Page excerpt:
-.-.-
Saturday, January 2, 2010

Gen 8, 14-22 Then Noah built an altar to the LORD

Genesis 8

(Gen 8, 14-22) Then Noah built an altar to the LORD

[14] In the second month, on the twenty-seventh day of the month, the earth was dry. [15] Then God said to Noah: [16] "Go out of the ark, together with your wife and your sons and your sons' wives. [17] Bring out with you every living thing that is with you - all bodily creatures, be they birds or animals or creeping things of the earth - and let them abound on the earth, breeding and multiplying on it." [18] So Noah came out, together with his wife and his sons and his sons' wives; [19] and all the animals, wild and tame, all the birds, and all the creeping creatures of the earth left the ark, one kind after another. [20] Then Noah built an altar to the LORD, and choosing from every clean animal and every clean bird, he offered holocausts on the altar. [21] When the LORD smelled the sweet odor, he said to himself: "Never again will I doom the earth because of man, since the desires of man's heart are evil from the start; nor will I ever again strike down all living beings, as I have done. [22] As long as the earth lasts, seedtime and harvest, cold and heat, Summer and winter, and day and night shall not cease."
-.-.-
Data under study:
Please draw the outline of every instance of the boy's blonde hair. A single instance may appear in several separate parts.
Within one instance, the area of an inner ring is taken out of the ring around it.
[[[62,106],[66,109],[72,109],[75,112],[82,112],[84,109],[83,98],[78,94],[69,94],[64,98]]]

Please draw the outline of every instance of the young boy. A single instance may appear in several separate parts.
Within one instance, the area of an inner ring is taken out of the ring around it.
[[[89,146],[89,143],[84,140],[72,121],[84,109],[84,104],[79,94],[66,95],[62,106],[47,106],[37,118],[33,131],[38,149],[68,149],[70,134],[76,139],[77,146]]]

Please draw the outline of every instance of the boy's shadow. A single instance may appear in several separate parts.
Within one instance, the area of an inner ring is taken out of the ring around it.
-.-.-
Tasks to carry out:
- A) Decide whether each statement below agrees with the Genesis 8 passage. Answer yes or no for each, and quote the words from the passage that decide it.
(i) The earth was dry on the twenty-seventh day of the second month.
(ii) Noah offered holocausts from every animal and every bird.
(iii) The animals left the ark all at once.
- B) Carry on the Genesis 8 passage beyond its last verse.

Per-task outputs:
- A)
(i) Yes: "In the second month, on the twenty-seventh day of the month, the earth was dry."
(ii) No: "choosing from every clean animal and every clean bird, he offered holocausts on the altar."
(iii) No: "left the ark, one kind after another."

- B)
(CCC 701) The dove. At the end of the flood, whose symbolism refers to Baptism, a dove released by Noah returns with a fresh olive-tree branch in its beak as a sign that the earth was again habitable (Cf. Gen 8:8-12). When Christ comes up from the water of his baptism, the Holy Spirit, in the form of a dove, comes down upon him and remains with him (Cf. Mt 3:16 and parallels). The Spirit comes down and remains in the purified hearts of the baptized. In certain churches, the Eucharist is reserved in a metal receptacle in the form of a dove (columbarium) suspended above the altar. Christian iconography traditionally uses a dove to suggest the Spirit. (CCC 2099) It is right to offer sacrifice to God as a sign of adoration and gratitude, supplication and communion: "Every action done so as to cling to God in communion of holiness, and thus achieve blessedness, is a true sacrifice" (St. Augustine, De civ. Dei 10, 6: PL 41, 283). (CCC 2100) Outward sacrifice, to be genuine, must be the expression of spiritual sacrifice: "The sacrifice acceptable to God is a broken spirit...." (PS 51:17). The prophets of the Old Covenant often denounced sacrifices that were not from the heart or not coupled with love of neighbor (Cf. Am 5:21-25; Isa 1:10-20). Jesus recalls the words of the prophet Hosea: "I desire mercy, and not sacrifice" (Mt 9:13; 12:7; Cf. Hos 6:6). The only perfect sacrifice is the one that Christ offered on the cross as a total offering to the Father's love and for our salvation (Cf. Heb 9:13-14). By uniting ourselves with his sacrifice we can make our lives a sacrifice to God.